#### [Annotations de segmentation]
╭──
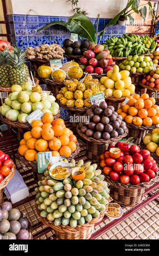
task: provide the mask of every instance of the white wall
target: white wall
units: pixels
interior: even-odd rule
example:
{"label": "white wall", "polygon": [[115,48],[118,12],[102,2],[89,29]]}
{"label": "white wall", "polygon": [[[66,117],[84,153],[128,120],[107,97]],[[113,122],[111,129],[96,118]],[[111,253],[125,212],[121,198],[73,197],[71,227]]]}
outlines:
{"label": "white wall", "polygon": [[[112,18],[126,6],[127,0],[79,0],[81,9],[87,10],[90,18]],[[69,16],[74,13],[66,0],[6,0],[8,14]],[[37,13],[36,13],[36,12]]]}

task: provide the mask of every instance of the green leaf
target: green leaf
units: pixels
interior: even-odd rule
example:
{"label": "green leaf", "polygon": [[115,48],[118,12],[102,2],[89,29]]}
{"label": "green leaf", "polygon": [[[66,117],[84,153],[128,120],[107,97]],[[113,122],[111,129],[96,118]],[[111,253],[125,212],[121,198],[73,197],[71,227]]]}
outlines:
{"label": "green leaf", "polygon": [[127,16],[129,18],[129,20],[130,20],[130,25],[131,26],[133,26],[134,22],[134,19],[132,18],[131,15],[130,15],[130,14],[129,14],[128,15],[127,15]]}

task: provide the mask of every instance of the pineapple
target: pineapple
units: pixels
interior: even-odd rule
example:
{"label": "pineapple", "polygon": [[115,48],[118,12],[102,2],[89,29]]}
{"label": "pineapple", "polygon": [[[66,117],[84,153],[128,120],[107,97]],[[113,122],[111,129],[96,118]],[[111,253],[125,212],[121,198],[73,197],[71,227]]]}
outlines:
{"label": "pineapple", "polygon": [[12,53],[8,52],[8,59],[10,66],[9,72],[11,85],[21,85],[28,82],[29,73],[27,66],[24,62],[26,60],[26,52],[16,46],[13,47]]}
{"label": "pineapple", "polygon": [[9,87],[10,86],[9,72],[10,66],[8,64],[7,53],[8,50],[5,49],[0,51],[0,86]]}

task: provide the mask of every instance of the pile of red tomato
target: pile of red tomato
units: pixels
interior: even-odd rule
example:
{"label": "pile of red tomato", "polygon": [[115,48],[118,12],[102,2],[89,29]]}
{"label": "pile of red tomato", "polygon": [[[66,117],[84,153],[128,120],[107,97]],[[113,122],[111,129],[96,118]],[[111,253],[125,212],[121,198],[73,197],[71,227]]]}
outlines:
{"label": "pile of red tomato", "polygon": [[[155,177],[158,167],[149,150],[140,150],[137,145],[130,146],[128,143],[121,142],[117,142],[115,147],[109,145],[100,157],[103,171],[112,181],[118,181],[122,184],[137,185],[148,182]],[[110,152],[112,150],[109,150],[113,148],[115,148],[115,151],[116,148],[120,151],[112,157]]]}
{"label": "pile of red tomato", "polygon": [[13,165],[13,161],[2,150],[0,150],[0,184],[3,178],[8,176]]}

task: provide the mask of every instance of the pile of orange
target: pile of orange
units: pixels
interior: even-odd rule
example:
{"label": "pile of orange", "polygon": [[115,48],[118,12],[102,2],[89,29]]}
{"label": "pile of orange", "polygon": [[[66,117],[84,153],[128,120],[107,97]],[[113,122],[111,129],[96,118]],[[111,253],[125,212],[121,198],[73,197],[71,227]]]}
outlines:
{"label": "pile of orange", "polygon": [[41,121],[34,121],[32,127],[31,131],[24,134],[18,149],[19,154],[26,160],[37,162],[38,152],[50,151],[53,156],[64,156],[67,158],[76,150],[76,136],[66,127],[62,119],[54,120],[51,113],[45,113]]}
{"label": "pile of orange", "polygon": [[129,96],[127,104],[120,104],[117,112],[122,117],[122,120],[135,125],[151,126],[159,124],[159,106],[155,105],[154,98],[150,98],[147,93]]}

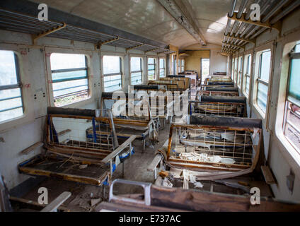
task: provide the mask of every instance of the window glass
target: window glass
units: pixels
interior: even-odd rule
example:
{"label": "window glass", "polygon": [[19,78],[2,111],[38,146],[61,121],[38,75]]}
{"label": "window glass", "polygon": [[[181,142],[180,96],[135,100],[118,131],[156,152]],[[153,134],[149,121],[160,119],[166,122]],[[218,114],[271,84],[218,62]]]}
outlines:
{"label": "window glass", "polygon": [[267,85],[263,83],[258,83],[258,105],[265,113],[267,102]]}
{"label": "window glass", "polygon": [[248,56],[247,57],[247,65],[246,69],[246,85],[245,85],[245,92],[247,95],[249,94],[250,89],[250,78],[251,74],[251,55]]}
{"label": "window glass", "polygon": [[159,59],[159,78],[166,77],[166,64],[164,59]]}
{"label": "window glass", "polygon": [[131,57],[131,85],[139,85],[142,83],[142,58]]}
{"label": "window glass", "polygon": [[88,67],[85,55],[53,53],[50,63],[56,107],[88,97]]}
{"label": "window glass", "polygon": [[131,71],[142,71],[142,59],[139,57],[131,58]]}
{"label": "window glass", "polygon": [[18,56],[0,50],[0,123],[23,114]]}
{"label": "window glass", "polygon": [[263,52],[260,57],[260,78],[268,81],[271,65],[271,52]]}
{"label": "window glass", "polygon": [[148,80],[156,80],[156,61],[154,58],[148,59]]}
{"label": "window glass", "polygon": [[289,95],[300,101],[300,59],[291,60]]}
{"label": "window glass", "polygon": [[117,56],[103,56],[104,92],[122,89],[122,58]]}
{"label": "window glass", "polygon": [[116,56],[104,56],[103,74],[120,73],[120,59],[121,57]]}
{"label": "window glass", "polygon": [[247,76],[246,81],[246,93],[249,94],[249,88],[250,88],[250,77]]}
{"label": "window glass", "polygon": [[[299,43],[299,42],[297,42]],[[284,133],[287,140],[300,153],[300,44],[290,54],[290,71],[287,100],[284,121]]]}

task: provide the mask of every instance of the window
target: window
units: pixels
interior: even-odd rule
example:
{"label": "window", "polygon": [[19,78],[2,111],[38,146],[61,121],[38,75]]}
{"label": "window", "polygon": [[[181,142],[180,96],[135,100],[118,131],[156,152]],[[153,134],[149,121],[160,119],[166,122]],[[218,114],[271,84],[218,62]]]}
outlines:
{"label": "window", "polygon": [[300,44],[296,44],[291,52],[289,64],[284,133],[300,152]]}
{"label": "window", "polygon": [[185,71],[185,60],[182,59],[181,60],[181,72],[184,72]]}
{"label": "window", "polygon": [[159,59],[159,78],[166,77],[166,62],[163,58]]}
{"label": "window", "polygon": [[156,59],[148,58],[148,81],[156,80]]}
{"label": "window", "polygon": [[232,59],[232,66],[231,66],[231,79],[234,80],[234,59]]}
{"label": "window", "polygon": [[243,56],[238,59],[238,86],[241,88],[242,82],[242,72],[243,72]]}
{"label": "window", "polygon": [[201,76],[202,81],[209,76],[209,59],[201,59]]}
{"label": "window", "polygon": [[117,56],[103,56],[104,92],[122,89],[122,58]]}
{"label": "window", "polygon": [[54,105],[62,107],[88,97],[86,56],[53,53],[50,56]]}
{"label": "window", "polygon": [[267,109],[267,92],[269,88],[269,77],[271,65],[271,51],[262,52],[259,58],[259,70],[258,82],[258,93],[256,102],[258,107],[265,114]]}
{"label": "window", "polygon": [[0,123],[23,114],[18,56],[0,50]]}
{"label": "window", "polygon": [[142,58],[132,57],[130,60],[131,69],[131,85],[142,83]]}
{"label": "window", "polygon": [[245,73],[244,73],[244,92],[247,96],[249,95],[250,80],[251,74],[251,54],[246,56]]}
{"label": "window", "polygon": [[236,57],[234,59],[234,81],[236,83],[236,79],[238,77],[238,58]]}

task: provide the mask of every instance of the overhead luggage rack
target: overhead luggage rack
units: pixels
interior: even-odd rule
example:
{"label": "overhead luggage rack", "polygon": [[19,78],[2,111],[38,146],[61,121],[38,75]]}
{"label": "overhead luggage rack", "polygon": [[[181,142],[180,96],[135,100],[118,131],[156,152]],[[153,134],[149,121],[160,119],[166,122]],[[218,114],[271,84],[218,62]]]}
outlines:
╰──
#### [TRAVAIL DEMANDÉ]
Repérez, s'il vous plaît, chaque ligne ci-dessus qui contient le mot « orange » et recopiez-la. Respectez la casse.

#### [RÉSULTAT ATTENDU]
task: provide the mask of every instance of the pile of orange
target: pile of orange
{"label": "pile of orange", "polygon": [[115,48],[118,12],[102,2],[89,29]]}
{"label": "pile of orange", "polygon": [[[66,117],[84,153],[128,120],[107,97]],[[113,122],[111,129],[96,118]],[[111,253],[125,212],[121,198],[73,197],[71,227]]]}
{"label": "pile of orange", "polygon": [[41,121],[34,121],[32,127],[31,131],[24,134],[18,149],[19,154],[26,160],[37,162],[38,152],[50,151],[53,156],[64,156],[67,158],[76,150],[76,136],[66,127],[62,119],[54,120],[51,113],[45,113]]}
{"label": "pile of orange", "polygon": [[129,96],[127,104],[120,104],[117,112],[122,117],[122,120],[135,125],[151,126],[159,124],[159,106],[155,105],[154,98],[150,98],[147,93]]}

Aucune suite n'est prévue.